_DOCUMENT PASSAGE_
--------------------------------------------------

Post-Brinker Meal Break Decisions on Class Certification De-Published by California Supreme Court
We have previously reported on the California Supreme Court’s decision in Brinker Restaurant Corp. v. Superior Court, which addressed employer obligations relating to meal breaks employees are entitled to take under Labor Code § 512 and Wage Order No. 5. In Brinker, the Court held that while employers were responsible for making such breaks available, they do not have a duty to ensure their employees take such breaks or that no work is performed by the employee during the break period.
Since Brinker, two courts have denied class certification in meal break cases, concluding that common issues do not predominate because of the need to consider the individual circumstances of each employee. However, the decisions in both post-Brinker cases (Hernandez v. Chipotle Mexican Grill and Lamps Plus Overtime Cases v. Lamps Plus) have now been de-published by the California Supreme Court. Even though the Supreme Court denied a review, the Court’s de-publication of these decisions suggests that the Court disagrees with the rationale used for denying class certification. De-publication of these opinions adds uncertainty on the issue of class certification in meal and rest break cases in this post-Brinker environment.
Wrongful Termination Claim Based Upon Workers’ Compensation Filing Properly Dismissed
Dutra v. Mercy Med. Ctr. Mt. Shasta, (2012) 209 Cal.App.4th 750
Plaintiff sued Mercy Medical Center for wrongful termination in violation of public policy based on California Labor Code § 132(a), which prohibits discrimination against an employee who has filed a workers’ comp compensation claim. Ultimately, the trial court granted Mercy’s motion to dismiss on the ground that the WCAB had exclusive jurisdiction to adjudicate claims under §132(a). The court of appeal affirmed the trial court’s dismissal concluding that §132(a) does not provide a basis for a common law wrongful termination claim because “allowing plaintiff to pursue a tort cause of action based on a violation of section 132(a) would impermissibly give her broader remedies and procedures than that provided by statute.”
Kronos Time-Rounding System Consistent with Sate and Federal Law
See’s Candy Shops, Inc. v. Superior Court, (2012) 210 Cal.App.4th 889
In this case See’s Candy sought to defend its right to round employees time punches to the nearest tenth of an hour. See’s utilized the Kronos timekeeping software system. It’s policy rounded employees' time punches to the nearest tenth of an hour (i.e., a 7:50 a.m. punch in is rounded to 8:00 a.m., and a 8:02 a.m. punch in is rounded down to 8:00 a.m.) The court noted that the Department of Labor regulations permit employers to use a rounding policy for recording and compensating employee time as long as the policy does not “consistently result in a failure to pay employees for time worked.” The Court found this policy consistent with California’s employee-protective policies, which include that if a rounding policy is neutral over a period of time, both facially and as applied, the practice is proper under California law because its net effect is to permit employers to efficiently calculate hours worked without imposing any burden on employees. The Court noted that such practices are allowed so long as they will not result, over a period of time, in failure to compensate the employees properly for all the time they have actually worked.
Blanket Instruction to Employee Not to Discuss Investigation With Others Held Unlawful
Banner Health Sys. dba Banner Estrella Med. Ctr. and James A. Navarro, 358 N.L.R.B. No. 93 (July 30, 2012)

--------------------------------------------------

_DATA TO EXAMINE_
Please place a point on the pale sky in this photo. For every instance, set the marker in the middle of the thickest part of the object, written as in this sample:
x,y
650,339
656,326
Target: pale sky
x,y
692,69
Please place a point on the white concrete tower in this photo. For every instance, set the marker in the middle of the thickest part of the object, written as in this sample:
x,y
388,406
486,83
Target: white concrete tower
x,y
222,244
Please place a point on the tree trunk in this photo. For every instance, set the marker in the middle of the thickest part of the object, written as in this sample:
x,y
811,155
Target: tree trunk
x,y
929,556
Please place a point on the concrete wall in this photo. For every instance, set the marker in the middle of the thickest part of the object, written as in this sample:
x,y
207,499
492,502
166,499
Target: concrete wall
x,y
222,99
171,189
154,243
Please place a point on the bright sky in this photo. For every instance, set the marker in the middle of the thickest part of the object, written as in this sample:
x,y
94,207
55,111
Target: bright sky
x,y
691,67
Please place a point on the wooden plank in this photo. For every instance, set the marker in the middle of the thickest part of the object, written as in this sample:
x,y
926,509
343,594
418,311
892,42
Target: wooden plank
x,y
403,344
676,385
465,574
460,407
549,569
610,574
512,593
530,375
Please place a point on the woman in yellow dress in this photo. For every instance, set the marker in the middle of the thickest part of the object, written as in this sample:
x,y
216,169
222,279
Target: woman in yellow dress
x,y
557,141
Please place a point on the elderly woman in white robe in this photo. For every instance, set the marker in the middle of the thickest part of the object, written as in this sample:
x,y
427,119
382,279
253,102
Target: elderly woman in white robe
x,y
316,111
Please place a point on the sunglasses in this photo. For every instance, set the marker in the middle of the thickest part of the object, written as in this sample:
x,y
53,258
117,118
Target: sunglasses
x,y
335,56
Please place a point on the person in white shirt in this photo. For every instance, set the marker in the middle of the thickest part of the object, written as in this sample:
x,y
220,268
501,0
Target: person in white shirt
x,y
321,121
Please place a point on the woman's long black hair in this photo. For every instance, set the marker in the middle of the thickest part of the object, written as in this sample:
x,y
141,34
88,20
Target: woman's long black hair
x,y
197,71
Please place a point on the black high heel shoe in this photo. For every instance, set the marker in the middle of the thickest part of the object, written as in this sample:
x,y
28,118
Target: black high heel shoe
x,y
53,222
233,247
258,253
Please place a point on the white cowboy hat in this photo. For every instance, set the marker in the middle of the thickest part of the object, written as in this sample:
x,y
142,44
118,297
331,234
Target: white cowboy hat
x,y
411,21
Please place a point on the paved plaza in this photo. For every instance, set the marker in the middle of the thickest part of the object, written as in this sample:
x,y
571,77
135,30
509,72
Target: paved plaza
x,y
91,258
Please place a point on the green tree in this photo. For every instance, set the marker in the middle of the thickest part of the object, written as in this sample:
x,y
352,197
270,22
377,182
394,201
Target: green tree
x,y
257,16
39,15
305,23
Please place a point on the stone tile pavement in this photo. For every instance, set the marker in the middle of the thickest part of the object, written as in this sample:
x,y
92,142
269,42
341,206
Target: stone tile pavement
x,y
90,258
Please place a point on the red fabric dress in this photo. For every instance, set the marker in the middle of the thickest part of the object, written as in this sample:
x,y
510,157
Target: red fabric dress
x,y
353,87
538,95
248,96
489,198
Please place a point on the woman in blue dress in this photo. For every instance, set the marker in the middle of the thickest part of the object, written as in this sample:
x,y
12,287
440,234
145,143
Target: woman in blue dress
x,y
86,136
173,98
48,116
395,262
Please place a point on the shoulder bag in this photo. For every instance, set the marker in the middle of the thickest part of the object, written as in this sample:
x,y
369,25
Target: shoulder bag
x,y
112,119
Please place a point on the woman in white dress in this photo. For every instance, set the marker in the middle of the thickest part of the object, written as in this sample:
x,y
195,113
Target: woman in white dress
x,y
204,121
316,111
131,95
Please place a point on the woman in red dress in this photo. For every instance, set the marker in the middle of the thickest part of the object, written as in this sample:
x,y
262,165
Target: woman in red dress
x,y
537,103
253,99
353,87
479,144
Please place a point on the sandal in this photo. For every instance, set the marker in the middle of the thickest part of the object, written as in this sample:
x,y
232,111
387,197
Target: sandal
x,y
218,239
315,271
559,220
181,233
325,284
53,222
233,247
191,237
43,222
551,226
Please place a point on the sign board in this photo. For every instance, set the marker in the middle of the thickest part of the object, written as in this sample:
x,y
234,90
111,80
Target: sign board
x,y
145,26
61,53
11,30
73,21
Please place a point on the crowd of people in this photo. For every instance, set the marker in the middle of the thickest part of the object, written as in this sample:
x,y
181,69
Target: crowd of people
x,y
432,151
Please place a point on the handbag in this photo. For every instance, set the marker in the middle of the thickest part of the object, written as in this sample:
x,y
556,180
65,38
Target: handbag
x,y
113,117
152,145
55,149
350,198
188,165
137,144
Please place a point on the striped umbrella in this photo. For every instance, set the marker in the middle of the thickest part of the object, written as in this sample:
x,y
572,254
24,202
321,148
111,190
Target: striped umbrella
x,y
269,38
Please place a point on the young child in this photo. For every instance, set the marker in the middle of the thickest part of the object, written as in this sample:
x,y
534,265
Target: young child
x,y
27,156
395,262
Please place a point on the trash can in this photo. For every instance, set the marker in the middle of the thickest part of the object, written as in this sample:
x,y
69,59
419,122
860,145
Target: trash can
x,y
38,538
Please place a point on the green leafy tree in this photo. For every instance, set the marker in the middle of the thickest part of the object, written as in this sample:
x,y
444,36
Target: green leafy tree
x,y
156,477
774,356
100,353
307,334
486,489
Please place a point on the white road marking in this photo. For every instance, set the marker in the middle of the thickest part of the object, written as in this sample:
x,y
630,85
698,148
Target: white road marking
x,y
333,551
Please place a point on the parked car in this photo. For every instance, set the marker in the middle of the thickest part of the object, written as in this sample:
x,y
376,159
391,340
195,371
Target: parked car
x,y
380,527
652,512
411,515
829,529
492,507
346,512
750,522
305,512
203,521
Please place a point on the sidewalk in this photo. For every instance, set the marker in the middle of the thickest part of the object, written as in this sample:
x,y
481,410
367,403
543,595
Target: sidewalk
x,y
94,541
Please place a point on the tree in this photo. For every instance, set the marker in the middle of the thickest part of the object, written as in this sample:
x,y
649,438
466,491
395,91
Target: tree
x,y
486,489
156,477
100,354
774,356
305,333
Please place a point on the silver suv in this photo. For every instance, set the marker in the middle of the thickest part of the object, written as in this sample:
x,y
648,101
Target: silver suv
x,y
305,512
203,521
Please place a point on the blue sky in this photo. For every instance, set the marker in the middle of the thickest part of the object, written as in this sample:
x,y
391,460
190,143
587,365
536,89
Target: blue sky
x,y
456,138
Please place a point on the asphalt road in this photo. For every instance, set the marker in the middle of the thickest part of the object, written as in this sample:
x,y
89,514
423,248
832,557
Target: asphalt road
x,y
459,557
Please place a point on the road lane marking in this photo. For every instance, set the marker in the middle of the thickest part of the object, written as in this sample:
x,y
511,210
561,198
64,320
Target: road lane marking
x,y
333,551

--------------------------------------------------

_GOAL OF THE EXERCISE_
Extend the employment law case summaries above, picking up right after the last line shown.

_ANSWER_
In a 2-1 decision, the NLRB held that the employer had violated § 8(a)(1) of the National Labor Relations Act by routinely asking employees making a complaint not to discuss the matter with co-workers while an investigation was ongoing. At issue was a provision in the employer’s complaint form. The form contained a general instruction not to discuss the subject of the complaint with co-workers while its investigation was ongoing. At the NLRB hearing, the employer’s Human Resources Consultant testified that she routinely asked employees not to discuss a matter with co-workers while her investigation was ongoing.
A divided Board found that the employer’s generalized concern with protecting the integrity of its investigation was insufficient to outweigh the employees’ § 7 rights (regarding “protected concerted activity”). The Board found that it is the employer’s burden to “first determine whether in any give[n] investigation witnesses need[ed] protection, evidence [was] in danger of being destroyed, testimony [was] in danger of being fabricated, or there [was] a need to prevent a cover-up.” The Board found that the employer’s “blanket approach” did not meet this burden. The dissent noted that the employer’s instruction was not an actual rule, but rather a mere suggestion to employees. The dissent also noted that no threats of discipline were made to the employee, and no threat of discharge was made to any employee for failure to adhere to the employer’s suggestion.
Employer Does Not Commit Disability Discrimination by Firing Boutique Manager who Could not Perform Essential Duties Because Injury Placed her on Extended Leave
Lawler v. Mount Blanc North America, LLC 704 F.3d 1235 (9th Cir. 2013)
In June, 2009, plaintiff was employed by Mount Blanc North America (Mount Blanc”), was diagnosed with psoriatic arthritis and her treating health care practitioner recommended that she work less hours. In August, 2009, plaintiff injured her foot and was placed on disability leave. In September, 2009, plaintiff’s treating health care practitioner recommended that plaintiff remain on disability leave until January, 2010. A month later, Mount Blanc terminated plaintiff’s employment, explaining that her injury would prevent her from managing her boutique for too long. Plaintiff sued, allegedly discrimination under California’s Fair Employment and Housing Act (“FEHA”). The District Court granted summary judgment for Mount Blanc, and the Court of Appeal affirmed the trial court’s decision. The Court found that an employer may discharge an employee who is unable to perform her essential duties even with reasonable accommodations. Here, plaintiff could not establish a prima facie case of disability discrimination because she was not competently performing her position as store manager. The essential duties of a boutique manager were supervising sales staff, developing customer relations, administering inventory, cleaning, creating store displays and preparing sales reports. Plaintiff’s disability made it impossible for her to fulfill the duties of her position. (Plaintiff admitted that her disability made it impossible for her to fulfill the duties of her position and that she had been unemployed since October, 2009, had not applied for any positions, had made no effort to secure employment, and had exhausted her disability benefits.)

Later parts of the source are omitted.